Exercise requirements
From the listing below, extract every line in which the word "floor" appears.

===== Source material =====

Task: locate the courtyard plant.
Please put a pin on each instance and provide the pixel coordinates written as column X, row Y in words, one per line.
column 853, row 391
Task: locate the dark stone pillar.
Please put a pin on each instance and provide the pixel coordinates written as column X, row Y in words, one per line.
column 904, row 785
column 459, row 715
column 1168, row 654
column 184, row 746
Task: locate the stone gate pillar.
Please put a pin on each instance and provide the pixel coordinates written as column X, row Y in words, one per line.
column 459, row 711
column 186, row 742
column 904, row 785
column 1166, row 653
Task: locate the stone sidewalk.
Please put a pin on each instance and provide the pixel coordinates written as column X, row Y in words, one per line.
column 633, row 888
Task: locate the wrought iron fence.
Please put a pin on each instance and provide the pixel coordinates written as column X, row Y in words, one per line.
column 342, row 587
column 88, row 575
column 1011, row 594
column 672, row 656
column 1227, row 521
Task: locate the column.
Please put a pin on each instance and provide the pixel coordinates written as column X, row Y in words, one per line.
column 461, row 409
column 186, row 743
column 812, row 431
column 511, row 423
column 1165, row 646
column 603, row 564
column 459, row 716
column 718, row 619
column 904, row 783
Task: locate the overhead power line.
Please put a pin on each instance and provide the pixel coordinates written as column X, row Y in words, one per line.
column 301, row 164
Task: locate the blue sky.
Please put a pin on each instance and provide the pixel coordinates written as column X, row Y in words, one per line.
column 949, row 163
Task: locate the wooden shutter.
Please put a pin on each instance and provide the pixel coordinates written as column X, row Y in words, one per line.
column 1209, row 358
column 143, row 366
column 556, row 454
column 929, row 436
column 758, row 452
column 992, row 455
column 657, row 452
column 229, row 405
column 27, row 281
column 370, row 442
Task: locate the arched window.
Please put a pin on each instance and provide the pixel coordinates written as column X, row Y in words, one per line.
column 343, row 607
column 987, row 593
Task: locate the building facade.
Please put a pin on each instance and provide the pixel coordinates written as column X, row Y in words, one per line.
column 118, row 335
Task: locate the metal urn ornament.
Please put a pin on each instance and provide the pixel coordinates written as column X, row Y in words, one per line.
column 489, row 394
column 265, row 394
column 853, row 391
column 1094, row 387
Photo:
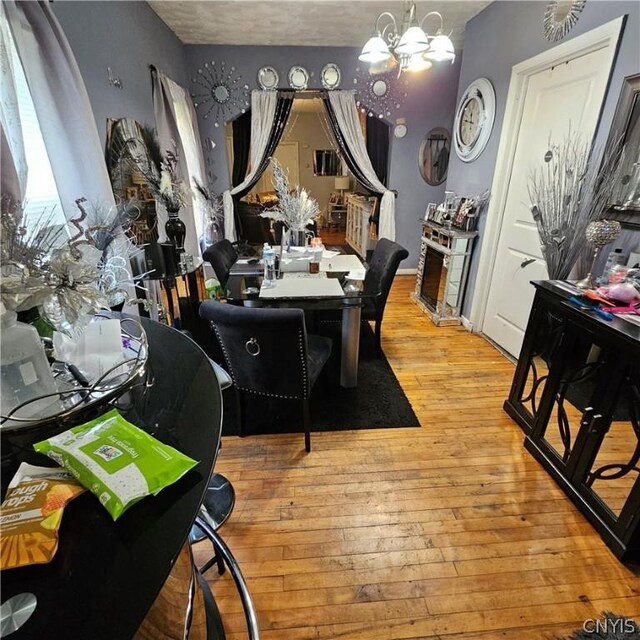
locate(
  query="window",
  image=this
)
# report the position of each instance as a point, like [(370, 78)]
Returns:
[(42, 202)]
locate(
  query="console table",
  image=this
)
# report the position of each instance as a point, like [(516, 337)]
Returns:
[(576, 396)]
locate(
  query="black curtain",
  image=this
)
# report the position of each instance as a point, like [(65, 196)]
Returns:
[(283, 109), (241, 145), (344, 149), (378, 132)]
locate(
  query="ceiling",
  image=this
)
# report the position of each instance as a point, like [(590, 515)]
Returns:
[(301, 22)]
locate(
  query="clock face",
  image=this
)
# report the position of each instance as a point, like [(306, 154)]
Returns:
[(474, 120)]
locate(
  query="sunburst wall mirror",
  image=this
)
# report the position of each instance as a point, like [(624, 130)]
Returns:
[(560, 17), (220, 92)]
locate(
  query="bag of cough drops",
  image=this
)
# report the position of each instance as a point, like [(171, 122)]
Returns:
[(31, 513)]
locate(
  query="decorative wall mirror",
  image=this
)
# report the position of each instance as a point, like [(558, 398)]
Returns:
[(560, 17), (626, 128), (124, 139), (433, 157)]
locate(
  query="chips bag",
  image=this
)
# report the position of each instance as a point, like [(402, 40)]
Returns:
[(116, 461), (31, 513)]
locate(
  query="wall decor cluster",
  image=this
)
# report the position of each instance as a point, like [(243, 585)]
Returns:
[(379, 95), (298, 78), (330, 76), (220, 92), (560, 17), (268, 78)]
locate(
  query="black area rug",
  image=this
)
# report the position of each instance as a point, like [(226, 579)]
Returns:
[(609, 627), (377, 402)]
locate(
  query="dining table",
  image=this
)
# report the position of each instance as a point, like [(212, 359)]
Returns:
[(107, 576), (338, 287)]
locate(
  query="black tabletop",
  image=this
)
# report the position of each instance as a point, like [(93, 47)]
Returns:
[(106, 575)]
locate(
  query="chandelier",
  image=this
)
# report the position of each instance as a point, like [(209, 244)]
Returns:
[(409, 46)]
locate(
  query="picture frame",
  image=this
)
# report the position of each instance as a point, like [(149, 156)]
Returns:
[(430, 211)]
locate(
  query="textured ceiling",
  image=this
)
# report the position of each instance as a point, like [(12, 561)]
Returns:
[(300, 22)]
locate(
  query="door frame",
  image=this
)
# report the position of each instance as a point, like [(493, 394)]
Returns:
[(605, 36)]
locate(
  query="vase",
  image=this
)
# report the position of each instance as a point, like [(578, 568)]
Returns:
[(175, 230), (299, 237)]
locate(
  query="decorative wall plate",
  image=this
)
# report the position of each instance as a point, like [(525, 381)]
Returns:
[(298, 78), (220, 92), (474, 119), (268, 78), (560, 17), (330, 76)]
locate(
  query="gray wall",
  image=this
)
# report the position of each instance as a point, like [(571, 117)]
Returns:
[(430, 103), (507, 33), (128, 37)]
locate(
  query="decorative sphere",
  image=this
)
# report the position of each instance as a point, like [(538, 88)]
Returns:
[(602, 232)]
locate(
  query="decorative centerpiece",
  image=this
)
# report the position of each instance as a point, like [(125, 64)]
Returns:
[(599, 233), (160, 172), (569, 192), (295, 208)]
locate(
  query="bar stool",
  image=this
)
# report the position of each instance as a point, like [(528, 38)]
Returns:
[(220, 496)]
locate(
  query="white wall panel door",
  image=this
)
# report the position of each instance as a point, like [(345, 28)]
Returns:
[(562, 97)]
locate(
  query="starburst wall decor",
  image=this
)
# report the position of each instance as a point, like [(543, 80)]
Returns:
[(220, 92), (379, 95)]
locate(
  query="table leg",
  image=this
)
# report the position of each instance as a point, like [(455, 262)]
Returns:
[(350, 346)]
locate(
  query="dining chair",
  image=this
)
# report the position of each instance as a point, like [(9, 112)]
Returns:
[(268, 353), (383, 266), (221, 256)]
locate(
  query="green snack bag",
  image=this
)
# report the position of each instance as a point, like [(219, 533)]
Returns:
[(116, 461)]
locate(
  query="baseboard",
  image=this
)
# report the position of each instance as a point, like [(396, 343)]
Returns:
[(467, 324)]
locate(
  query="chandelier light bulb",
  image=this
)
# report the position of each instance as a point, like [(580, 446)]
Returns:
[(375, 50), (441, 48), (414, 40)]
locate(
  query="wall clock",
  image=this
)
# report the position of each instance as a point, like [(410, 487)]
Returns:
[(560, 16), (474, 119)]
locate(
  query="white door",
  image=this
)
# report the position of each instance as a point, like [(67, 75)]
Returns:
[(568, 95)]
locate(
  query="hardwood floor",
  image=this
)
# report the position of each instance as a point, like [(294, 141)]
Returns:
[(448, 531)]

=====
===== Source material =====

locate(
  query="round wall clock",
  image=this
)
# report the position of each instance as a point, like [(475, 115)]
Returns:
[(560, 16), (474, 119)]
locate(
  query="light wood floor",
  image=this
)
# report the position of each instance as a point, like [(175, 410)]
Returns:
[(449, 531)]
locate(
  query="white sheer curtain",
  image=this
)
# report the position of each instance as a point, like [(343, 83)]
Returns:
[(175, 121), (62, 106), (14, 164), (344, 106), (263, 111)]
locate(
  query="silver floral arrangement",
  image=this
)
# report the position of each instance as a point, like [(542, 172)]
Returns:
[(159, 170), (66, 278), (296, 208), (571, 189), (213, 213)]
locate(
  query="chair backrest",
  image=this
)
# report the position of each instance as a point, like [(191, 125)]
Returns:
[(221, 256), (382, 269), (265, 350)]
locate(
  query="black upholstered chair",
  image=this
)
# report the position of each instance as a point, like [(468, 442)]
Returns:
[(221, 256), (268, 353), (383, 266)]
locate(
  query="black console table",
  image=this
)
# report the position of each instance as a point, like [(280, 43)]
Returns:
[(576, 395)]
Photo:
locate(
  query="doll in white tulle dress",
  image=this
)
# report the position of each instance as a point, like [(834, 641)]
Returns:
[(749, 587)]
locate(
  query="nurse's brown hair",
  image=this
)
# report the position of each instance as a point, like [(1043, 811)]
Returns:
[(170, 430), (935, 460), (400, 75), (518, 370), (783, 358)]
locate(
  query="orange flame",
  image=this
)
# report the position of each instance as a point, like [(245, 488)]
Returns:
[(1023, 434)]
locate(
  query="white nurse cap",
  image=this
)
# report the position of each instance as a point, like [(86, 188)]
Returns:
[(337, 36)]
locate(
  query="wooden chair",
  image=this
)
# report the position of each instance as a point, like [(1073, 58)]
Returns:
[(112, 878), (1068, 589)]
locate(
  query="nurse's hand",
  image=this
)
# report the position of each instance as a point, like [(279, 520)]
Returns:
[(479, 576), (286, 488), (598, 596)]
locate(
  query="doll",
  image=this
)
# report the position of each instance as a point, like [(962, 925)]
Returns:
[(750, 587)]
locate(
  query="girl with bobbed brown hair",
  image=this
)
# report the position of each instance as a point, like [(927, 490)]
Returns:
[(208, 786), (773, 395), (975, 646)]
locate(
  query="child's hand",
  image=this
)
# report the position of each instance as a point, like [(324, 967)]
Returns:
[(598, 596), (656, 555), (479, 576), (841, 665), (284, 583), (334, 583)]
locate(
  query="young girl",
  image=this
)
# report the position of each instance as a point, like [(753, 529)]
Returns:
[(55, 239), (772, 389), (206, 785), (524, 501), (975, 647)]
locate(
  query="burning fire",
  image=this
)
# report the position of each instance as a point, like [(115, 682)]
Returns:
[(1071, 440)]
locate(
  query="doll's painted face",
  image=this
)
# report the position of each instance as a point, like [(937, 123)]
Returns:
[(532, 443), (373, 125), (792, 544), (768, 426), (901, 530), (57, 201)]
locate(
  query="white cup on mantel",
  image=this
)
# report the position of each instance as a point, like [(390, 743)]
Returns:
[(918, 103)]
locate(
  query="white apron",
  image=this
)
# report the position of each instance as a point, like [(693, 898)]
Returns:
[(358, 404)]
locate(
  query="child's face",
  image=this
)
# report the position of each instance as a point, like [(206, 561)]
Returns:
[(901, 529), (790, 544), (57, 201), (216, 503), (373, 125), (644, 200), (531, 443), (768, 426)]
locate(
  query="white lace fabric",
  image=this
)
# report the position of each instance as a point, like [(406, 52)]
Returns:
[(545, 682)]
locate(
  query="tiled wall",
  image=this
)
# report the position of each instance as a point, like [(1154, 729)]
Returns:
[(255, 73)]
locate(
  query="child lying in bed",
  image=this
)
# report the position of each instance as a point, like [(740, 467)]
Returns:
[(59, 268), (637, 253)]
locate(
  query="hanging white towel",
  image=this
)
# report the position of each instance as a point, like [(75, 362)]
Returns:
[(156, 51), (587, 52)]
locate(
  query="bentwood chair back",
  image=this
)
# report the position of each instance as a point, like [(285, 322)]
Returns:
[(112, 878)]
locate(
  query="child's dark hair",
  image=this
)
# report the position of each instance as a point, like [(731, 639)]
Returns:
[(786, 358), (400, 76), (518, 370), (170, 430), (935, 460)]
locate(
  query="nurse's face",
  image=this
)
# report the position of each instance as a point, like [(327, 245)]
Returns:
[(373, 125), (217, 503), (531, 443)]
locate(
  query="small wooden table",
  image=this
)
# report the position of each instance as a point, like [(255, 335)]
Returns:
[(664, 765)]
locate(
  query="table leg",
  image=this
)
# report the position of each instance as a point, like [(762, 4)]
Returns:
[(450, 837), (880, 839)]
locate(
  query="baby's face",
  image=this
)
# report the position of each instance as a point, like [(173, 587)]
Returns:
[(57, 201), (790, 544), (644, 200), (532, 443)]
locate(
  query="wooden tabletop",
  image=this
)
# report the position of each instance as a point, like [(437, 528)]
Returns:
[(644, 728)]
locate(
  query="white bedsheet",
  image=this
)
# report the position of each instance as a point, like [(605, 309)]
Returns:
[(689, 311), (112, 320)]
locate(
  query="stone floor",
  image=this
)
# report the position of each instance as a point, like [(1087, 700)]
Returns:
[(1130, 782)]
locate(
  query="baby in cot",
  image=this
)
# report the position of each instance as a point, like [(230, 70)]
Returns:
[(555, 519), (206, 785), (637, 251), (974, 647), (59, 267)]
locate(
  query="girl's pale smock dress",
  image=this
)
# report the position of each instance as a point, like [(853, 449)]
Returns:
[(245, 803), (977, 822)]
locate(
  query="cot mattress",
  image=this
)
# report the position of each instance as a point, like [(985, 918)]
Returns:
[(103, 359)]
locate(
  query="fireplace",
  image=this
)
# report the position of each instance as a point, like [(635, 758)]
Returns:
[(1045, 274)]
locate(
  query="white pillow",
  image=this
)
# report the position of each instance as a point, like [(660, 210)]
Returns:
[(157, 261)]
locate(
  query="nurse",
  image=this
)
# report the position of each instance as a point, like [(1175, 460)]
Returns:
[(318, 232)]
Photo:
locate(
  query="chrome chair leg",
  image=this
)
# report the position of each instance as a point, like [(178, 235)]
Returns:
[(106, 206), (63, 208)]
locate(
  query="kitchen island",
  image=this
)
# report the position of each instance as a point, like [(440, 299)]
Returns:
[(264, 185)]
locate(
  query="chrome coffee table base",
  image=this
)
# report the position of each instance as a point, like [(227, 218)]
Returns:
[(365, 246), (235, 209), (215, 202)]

=====

Response
  query="hardwood floor",
  query="light wood floor",
  query="stone floor",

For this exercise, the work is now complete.